WHAT NEEDS TO BE DONE:
Print the material's lines unchanged, starting at the line that contains "Task: indicate every instance of the mountain" and stopping after the line that contains "[(631, 780), (336, 319)]".

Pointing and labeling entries
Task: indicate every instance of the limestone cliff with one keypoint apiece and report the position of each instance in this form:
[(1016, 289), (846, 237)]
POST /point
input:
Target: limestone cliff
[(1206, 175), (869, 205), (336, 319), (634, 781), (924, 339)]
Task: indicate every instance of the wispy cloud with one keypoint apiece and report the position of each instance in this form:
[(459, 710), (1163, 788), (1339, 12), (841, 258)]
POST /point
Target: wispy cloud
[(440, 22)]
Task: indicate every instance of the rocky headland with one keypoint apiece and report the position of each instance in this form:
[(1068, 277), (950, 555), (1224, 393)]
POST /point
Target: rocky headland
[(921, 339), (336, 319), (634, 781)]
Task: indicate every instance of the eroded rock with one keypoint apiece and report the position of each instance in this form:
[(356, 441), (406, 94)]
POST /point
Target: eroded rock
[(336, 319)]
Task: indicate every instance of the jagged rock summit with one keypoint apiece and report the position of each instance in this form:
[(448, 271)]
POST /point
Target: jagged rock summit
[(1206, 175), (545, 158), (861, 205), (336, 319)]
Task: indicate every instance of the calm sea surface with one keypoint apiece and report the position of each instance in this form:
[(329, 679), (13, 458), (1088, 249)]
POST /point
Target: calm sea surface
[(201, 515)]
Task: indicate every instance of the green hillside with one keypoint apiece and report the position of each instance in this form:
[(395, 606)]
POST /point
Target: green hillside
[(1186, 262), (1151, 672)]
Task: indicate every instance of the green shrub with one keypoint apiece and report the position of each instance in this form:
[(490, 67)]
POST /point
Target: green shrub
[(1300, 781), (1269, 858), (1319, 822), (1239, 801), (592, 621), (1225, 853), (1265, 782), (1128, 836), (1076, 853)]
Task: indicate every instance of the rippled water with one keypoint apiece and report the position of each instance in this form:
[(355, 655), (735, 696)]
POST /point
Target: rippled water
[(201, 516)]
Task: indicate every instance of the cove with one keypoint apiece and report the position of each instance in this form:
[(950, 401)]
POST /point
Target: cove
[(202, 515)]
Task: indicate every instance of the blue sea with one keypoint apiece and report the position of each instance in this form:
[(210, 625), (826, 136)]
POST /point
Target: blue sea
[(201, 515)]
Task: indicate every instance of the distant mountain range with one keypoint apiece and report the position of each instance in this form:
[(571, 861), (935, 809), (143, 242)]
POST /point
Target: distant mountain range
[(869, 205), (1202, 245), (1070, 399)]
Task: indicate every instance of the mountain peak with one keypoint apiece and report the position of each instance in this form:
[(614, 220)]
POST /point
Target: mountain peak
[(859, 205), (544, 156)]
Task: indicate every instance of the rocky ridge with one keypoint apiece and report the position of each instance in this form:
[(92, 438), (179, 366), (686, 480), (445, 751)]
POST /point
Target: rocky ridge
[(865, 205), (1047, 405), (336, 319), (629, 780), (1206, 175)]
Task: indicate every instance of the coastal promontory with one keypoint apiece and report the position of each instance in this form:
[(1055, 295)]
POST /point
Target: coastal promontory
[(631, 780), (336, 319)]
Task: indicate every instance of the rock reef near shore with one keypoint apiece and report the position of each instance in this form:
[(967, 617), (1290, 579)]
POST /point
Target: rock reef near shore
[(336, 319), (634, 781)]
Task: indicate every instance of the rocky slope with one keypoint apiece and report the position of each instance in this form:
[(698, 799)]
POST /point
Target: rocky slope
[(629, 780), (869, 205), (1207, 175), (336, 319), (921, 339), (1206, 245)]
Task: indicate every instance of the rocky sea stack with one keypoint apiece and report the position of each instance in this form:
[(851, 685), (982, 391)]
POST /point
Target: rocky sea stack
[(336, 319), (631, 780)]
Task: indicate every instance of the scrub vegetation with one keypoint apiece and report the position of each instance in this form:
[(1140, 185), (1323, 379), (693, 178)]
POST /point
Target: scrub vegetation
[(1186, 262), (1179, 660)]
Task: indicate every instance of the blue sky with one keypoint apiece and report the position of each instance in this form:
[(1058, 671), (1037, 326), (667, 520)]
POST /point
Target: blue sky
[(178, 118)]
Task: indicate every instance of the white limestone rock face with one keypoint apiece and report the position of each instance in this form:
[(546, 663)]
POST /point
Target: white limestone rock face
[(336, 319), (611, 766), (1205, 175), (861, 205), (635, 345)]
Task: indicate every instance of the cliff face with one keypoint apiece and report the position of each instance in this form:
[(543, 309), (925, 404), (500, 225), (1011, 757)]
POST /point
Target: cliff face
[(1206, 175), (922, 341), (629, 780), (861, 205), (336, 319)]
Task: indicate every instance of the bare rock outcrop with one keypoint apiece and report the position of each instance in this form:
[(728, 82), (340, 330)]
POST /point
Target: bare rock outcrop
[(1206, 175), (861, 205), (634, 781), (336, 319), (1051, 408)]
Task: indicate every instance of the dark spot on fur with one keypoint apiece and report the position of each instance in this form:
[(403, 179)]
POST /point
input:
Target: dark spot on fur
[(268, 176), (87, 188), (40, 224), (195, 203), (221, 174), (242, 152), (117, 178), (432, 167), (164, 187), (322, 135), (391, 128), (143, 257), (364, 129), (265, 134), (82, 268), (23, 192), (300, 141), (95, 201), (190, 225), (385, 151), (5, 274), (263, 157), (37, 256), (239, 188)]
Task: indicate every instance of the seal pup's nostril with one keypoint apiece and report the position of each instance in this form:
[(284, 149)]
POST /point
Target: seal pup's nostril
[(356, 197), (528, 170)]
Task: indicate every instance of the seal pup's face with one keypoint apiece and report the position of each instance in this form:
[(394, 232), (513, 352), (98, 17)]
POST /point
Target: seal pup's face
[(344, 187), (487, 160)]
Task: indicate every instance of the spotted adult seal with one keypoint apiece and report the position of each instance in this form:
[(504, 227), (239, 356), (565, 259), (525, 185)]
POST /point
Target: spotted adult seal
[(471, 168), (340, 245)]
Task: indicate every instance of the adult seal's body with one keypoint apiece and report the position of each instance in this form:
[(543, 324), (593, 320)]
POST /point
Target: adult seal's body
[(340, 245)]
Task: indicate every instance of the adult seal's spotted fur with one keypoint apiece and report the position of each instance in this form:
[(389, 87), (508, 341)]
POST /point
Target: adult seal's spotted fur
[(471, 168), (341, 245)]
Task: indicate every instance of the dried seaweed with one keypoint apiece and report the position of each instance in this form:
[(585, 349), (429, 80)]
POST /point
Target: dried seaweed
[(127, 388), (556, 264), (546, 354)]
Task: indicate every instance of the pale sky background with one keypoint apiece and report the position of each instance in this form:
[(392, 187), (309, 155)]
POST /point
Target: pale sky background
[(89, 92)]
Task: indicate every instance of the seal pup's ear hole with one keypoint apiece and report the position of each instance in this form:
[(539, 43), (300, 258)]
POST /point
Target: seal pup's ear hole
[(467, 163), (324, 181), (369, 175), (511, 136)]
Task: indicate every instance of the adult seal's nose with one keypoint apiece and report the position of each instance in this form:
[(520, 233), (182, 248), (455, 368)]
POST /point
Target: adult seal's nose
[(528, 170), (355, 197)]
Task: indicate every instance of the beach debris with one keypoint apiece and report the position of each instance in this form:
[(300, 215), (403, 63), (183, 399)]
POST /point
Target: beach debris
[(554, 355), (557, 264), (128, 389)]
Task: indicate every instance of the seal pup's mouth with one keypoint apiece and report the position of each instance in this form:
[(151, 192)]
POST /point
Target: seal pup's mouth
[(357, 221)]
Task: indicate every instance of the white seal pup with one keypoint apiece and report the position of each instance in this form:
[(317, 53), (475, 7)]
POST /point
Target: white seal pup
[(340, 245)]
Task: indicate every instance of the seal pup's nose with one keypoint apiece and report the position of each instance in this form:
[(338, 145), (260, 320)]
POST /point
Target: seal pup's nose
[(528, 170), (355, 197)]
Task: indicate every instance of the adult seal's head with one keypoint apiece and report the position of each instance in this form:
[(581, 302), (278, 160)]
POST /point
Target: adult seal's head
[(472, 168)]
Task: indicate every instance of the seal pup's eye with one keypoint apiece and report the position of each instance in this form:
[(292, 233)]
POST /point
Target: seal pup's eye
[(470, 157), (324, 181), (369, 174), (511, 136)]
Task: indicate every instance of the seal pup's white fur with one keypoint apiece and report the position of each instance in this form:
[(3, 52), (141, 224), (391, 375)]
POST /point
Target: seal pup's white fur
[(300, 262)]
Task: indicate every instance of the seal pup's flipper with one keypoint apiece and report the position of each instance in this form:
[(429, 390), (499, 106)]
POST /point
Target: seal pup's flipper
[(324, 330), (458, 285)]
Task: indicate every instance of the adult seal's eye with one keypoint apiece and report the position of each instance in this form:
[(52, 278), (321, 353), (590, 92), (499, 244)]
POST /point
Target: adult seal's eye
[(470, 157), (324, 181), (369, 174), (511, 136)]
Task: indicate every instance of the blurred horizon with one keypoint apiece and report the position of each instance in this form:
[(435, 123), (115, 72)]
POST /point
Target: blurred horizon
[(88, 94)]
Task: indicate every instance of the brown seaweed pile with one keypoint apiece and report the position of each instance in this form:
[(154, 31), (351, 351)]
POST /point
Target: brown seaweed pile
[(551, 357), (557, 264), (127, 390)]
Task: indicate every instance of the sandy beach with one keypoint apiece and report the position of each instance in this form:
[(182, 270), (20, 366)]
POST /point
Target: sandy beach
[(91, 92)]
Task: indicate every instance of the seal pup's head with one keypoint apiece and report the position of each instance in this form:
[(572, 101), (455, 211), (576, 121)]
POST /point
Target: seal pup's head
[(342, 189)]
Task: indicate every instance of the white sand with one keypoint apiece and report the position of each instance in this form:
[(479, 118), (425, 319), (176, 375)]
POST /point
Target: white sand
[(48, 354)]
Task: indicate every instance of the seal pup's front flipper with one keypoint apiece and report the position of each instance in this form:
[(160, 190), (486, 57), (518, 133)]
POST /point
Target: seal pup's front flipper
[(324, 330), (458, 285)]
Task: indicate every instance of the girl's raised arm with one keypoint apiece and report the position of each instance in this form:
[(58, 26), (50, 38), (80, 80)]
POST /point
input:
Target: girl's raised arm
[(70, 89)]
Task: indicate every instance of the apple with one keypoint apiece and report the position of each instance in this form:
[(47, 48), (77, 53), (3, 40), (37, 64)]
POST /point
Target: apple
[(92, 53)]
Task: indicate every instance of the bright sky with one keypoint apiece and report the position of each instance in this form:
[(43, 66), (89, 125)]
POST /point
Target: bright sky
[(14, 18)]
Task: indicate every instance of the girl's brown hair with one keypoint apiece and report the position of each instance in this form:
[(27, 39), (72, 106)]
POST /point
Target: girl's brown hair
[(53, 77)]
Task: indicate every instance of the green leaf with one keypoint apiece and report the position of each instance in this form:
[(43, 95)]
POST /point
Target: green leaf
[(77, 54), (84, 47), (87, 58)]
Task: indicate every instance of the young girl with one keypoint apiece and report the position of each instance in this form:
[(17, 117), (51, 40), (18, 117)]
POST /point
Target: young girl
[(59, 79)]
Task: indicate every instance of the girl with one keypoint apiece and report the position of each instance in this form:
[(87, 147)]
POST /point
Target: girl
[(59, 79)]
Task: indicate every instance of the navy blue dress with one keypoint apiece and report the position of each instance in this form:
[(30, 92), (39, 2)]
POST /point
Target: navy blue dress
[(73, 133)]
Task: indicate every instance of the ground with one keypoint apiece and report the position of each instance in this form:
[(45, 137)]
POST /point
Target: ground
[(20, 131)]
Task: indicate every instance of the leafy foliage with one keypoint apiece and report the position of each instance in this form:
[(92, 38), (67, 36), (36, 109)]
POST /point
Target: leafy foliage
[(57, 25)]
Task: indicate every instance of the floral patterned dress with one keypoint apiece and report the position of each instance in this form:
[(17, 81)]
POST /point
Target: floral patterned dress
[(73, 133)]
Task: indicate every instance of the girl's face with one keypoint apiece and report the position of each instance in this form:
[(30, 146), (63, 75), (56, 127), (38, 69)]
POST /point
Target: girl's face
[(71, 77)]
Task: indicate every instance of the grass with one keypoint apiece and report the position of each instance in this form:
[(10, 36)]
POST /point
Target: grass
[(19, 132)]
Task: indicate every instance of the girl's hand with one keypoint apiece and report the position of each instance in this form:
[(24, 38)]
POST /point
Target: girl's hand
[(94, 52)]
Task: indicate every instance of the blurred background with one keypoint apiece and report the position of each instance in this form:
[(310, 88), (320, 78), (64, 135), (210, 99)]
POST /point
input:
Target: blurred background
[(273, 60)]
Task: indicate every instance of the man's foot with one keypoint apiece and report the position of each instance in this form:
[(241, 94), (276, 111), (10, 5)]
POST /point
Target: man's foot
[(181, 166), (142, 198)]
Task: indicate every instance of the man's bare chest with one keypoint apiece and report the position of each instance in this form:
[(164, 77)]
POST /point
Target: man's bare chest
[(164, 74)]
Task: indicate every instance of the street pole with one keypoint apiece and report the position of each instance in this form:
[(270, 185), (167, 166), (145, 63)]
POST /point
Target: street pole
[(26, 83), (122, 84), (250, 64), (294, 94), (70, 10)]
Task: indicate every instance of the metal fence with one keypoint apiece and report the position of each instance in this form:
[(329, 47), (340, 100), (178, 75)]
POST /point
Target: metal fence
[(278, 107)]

FULL ANSWER:
Task: indicate every instance of the mountain peak with one keypoint apiece and report the position of each instance in this form:
[(614, 220)]
POST /point
Target: mountain peak
[(859, 205), (544, 156)]
Task: indicate every instance of the rocky ridge with one keypoint apiece and report the position of each instance in this form:
[(92, 438), (179, 366), (686, 480), (445, 751)]
POST /point
Target: rocky ridge
[(865, 205), (1047, 405), (336, 319), (629, 780), (1206, 175)]
Task: indicate every instance of the coastal promontory with one keypoint apiece and report the position of each instance in this form:
[(1055, 295)]
POST /point
Target: coastal promontory
[(631, 780), (336, 319)]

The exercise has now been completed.